▶
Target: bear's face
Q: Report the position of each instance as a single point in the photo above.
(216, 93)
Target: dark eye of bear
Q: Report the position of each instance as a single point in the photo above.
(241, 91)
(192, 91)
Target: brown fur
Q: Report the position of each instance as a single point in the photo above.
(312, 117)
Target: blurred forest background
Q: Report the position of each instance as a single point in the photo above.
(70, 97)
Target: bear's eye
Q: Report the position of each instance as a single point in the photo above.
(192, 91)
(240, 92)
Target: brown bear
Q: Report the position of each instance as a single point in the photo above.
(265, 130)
◀
▶
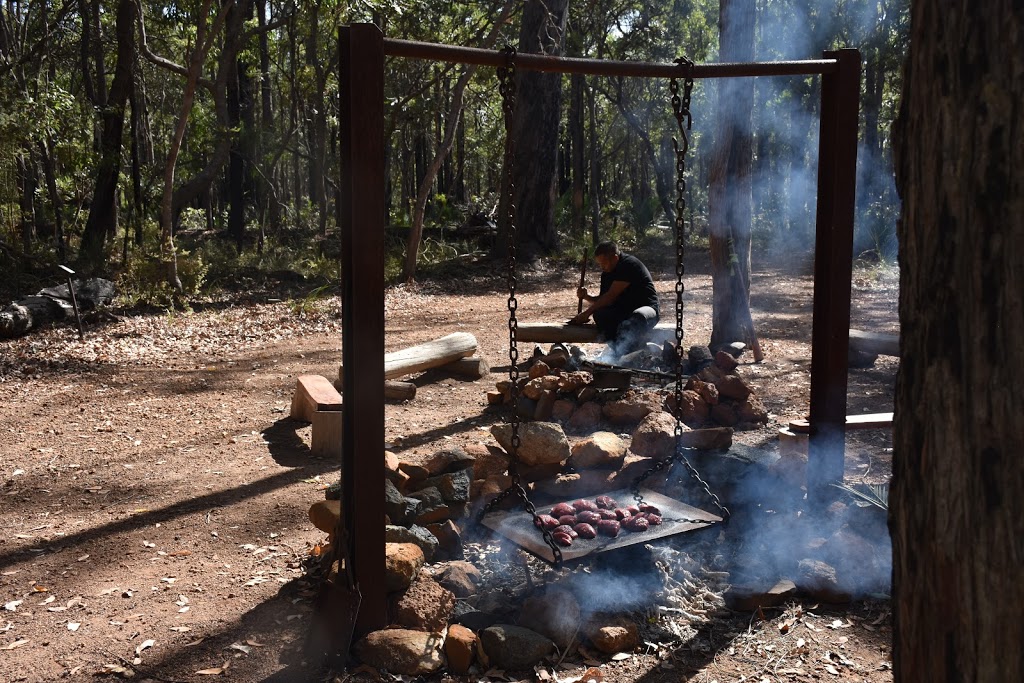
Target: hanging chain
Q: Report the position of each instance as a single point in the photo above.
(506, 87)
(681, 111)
◀
Task.
Find each line in the items above that contains the string "bear" and copy those lines.

Worked solution.
Target: bear's face
Target: dark eye of bear
Target: bear's eye
Target: brown bear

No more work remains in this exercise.